#### [Referring expression grounding data]
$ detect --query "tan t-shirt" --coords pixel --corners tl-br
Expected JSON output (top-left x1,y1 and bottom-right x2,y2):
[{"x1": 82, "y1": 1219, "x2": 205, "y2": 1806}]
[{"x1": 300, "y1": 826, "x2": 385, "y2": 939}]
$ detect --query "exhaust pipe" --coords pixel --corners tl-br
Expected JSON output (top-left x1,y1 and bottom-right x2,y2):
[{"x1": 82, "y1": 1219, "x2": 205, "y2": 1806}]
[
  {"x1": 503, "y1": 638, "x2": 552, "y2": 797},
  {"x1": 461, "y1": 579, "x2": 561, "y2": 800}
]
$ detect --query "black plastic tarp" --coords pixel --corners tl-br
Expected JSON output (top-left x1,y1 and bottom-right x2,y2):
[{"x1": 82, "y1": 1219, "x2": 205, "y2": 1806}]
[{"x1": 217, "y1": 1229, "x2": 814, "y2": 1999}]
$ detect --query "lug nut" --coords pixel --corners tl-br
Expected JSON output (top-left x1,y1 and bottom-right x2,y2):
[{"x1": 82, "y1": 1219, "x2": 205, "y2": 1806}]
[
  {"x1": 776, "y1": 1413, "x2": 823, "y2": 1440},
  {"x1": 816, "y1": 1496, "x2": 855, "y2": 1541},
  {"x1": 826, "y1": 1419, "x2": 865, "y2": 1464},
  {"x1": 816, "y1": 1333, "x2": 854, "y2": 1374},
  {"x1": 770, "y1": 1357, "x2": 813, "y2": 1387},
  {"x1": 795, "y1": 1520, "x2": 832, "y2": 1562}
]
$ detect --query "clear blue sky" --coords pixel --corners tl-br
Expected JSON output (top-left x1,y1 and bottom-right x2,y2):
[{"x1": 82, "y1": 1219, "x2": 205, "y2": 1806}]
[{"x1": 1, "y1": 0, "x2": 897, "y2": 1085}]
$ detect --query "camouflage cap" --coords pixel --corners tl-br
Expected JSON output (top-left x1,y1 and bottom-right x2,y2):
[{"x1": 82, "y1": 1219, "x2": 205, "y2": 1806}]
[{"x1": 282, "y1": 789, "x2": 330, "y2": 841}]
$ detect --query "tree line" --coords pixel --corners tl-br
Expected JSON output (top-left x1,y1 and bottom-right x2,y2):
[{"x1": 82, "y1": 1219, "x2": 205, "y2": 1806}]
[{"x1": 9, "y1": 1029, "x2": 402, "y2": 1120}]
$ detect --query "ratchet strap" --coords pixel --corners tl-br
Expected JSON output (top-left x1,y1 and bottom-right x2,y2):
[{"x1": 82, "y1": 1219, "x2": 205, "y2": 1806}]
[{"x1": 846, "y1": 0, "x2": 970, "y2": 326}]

#### [Task prompt]
Looking at the records above, work out how many lines hold "query" and write only that number.

#### [Reply to the task]
8